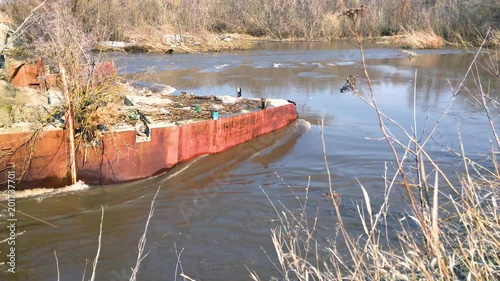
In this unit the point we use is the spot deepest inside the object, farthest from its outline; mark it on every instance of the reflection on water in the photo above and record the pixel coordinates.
(213, 207)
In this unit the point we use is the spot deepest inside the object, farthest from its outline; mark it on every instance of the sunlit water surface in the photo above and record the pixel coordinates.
(212, 214)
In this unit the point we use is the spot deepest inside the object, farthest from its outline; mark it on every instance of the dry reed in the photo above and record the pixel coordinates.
(418, 40)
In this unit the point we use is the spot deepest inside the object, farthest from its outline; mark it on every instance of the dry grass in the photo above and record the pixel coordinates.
(451, 228)
(494, 40)
(418, 40)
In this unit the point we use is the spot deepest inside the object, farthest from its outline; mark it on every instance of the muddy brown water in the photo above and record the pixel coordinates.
(212, 211)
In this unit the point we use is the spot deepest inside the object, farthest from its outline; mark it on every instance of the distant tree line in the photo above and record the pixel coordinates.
(307, 19)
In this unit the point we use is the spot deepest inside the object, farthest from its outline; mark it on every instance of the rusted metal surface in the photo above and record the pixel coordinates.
(31, 75)
(120, 158)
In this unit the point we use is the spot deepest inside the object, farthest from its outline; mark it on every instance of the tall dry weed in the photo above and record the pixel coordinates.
(451, 228)
(418, 40)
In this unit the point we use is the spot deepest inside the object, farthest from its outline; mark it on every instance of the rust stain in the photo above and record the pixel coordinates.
(120, 158)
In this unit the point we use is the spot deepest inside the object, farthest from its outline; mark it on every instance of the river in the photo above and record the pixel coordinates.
(212, 215)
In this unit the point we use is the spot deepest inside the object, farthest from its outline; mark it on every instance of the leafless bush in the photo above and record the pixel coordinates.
(450, 232)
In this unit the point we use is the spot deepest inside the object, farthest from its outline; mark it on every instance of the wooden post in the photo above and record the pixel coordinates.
(70, 125)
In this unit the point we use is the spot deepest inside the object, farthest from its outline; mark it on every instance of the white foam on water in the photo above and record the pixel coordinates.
(39, 192)
(221, 66)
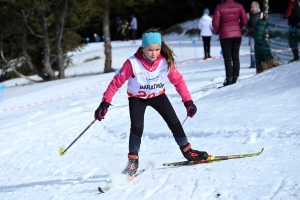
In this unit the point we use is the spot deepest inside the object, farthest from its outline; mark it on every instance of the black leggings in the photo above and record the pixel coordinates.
(206, 43)
(162, 105)
(231, 48)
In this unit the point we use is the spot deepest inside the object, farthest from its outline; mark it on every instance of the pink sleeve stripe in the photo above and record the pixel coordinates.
(119, 79)
(177, 80)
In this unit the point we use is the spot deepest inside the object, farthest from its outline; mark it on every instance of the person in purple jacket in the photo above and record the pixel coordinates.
(228, 20)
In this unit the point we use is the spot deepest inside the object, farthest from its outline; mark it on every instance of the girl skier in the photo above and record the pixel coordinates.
(146, 72)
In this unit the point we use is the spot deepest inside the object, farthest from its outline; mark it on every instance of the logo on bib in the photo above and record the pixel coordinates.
(153, 79)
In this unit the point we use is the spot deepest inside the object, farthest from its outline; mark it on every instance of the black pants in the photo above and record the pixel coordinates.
(293, 41)
(162, 105)
(231, 48)
(206, 44)
(133, 34)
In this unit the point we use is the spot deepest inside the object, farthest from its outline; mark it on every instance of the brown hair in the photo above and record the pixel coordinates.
(166, 51)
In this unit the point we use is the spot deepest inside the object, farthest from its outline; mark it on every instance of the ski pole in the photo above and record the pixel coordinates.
(63, 151)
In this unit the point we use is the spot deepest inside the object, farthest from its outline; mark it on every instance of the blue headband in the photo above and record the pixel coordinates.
(151, 38)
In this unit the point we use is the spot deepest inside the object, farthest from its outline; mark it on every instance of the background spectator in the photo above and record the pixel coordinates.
(228, 19)
(206, 31)
(254, 15)
(293, 14)
(133, 25)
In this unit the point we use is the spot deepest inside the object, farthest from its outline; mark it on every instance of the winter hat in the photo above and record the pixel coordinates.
(151, 38)
(206, 11)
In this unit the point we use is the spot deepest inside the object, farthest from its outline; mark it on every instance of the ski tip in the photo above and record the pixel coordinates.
(100, 190)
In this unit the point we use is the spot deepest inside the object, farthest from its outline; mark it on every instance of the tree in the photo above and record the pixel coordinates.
(107, 40)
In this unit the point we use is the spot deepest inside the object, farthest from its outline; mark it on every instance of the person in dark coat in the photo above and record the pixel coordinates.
(254, 15)
(228, 20)
(293, 15)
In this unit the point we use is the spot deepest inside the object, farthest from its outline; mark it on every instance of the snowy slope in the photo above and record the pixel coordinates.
(259, 111)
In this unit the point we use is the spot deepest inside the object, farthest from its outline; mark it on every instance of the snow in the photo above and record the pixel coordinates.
(260, 111)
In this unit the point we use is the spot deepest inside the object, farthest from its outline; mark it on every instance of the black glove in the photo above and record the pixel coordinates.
(101, 110)
(191, 108)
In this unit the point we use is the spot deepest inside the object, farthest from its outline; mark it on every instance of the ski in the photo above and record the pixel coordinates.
(130, 178)
(211, 159)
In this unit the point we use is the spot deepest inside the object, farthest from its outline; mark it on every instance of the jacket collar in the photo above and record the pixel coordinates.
(145, 61)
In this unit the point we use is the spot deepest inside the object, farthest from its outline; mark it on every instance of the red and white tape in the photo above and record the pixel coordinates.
(50, 100)
(87, 89)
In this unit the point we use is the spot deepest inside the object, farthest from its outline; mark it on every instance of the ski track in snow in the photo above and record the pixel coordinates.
(241, 118)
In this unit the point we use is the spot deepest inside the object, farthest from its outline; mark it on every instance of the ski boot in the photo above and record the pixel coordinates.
(132, 165)
(191, 154)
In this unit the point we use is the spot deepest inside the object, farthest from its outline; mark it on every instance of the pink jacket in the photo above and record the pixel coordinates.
(126, 72)
(229, 18)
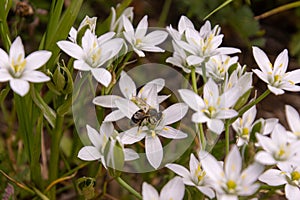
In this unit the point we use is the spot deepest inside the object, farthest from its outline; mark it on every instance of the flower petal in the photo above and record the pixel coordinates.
(273, 177)
(107, 101)
(102, 76)
(34, 76)
(174, 113)
(127, 86)
(89, 153)
(37, 59)
(71, 49)
(174, 189)
(21, 87)
(154, 150)
(172, 133)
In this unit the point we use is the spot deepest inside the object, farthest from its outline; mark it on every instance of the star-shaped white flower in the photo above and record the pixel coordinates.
(99, 141)
(293, 119)
(19, 70)
(277, 148)
(275, 75)
(213, 107)
(94, 53)
(174, 190)
(129, 91)
(87, 21)
(139, 40)
(194, 177)
(116, 24)
(204, 44)
(230, 182)
(151, 131)
(288, 175)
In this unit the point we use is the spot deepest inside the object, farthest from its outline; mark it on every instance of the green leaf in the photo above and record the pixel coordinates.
(48, 112)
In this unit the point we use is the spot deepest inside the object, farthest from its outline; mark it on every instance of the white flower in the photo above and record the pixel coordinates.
(99, 142)
(116, 24)
(275, 75)
(87, 21)
(94, 53)
(293, 119)
(183, 24)
(150, 131)
(203, 44)
(195, 177)
(128, 89)
(278, 148)
(139, 40)
(213, 108)
(217, 66)
(231, 182)
(173, 190)
(19, 70)
(288, 175)
(243, 126)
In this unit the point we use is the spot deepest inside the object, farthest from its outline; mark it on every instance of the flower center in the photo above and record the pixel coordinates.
(18, 66)
(231, 186)
(295, 175)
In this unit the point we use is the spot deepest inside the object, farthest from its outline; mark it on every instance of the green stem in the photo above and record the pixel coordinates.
(128, 187)
(227, 141)
(54, 157)
(252, 103)
(201, 135)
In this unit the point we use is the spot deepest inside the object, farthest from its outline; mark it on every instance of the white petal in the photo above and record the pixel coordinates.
(172, 133)
(233, 164)
(114, 116)
(128, 108)
(174, 189)
(71, 49)
(130, 154)
(192, 99)
(127, 86)
(89, 153)
(211, 166)
(216, 125)
(207, 191)
(4, 60)
(178, 169)
(275, 90)
(102, 76)
(132, 136)
(82, 65)
(154, 150)
(21, 87)
(174, 113)
(35, 76)
(264, 158)
(194, 60)
(273, 177)
(149, 192)
(4, 75)
(156, 37)
(292, 192)
(94, 137)
(262, 60)
(107, 101)
(16, 50)
(293, 118)
(37, 59)
(141, 28)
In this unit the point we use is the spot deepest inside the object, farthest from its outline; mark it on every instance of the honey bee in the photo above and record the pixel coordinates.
(146, 115)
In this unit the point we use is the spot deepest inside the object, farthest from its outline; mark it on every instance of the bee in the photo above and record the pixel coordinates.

• Exercise requirements: Set down exactly, and only, the lines from the one with "the green stem" to the final line of the data.

• Exercise response:
In this unit the point we use is the spot deepest inside the object, farthest from its outline; mark it on every instance of the green stem in the photo above and record the pixel coordinates.
(128, 187)
(227, 141)
(54, 157)
(252, 103)
(201, 135)
In this unit the point we use is the spot deepest inside the object, farthest from its outline; mark it on every instance of the white petal in the photo above and record the pixel coordinates.
(172, 133)
(233, 164)
(114, 116)
(128, 108)
(174, 189)
(71, 49)
(130, 154)
(192, 99)
(127, 86)
(89, 153)
(211, 166)
(216, 125)
(207, 191)
(4, 60)
(178, 169)
(275, 90)
(102, 76)
(132, 136)
(82, 65)
(154, 150)
(21, 87)
(174, 113)
(35, 76)
(264, 158)
(194, 60)
(273, 177)
(149, 192)
(4, 75)
(156, 37)
(292, 192)
(94, 137)
(262, 60)
(107, 101)
(16, 50)
(293, 118)
(37, 59)
(141, 28)
In this unit the point we use is the spot deepest inside the object, farthest from its outline; mark it on every instance of the honey bee in the photo above and record the pixel coordinates.
(146, 115)
In this unit the point we use is the spot deepest inside the object, farthest from its outline; mark it on every instance of the bee in the photo above and record the pixel coordinates.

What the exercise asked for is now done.